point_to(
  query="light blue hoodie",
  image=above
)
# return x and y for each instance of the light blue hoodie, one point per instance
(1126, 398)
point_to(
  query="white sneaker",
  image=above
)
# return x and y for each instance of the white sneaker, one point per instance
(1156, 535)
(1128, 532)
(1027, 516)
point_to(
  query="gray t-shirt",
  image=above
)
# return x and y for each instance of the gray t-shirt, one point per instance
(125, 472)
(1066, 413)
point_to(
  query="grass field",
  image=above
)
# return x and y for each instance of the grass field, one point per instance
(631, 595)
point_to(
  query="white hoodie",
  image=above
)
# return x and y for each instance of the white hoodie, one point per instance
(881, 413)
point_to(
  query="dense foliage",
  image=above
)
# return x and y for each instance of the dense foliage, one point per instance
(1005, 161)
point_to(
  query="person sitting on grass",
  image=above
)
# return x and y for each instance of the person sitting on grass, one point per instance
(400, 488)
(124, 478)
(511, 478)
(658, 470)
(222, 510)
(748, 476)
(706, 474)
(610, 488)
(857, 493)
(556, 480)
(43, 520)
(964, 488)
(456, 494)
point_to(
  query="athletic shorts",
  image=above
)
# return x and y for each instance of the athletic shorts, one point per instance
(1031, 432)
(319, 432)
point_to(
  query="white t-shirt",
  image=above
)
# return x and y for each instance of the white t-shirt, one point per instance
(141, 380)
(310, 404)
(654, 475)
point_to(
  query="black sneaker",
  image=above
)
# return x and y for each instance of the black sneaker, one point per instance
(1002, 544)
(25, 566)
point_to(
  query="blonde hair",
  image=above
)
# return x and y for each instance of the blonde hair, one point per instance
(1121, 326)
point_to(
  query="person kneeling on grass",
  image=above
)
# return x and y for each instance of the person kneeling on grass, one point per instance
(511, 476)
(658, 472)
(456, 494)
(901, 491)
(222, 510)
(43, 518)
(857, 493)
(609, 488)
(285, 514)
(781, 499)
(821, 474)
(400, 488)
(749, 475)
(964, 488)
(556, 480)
____
## Work to complete
Which lines above contain the word "person"? Find each one and copy it in full.

## Response to this exercise
  query="person sitting on grass",
# return x and y for each instance of the person sitting on grass, one point per instance
  query="person kneeling on grass",
# return x and y for each instance of the person kneeling on grass, one point per instance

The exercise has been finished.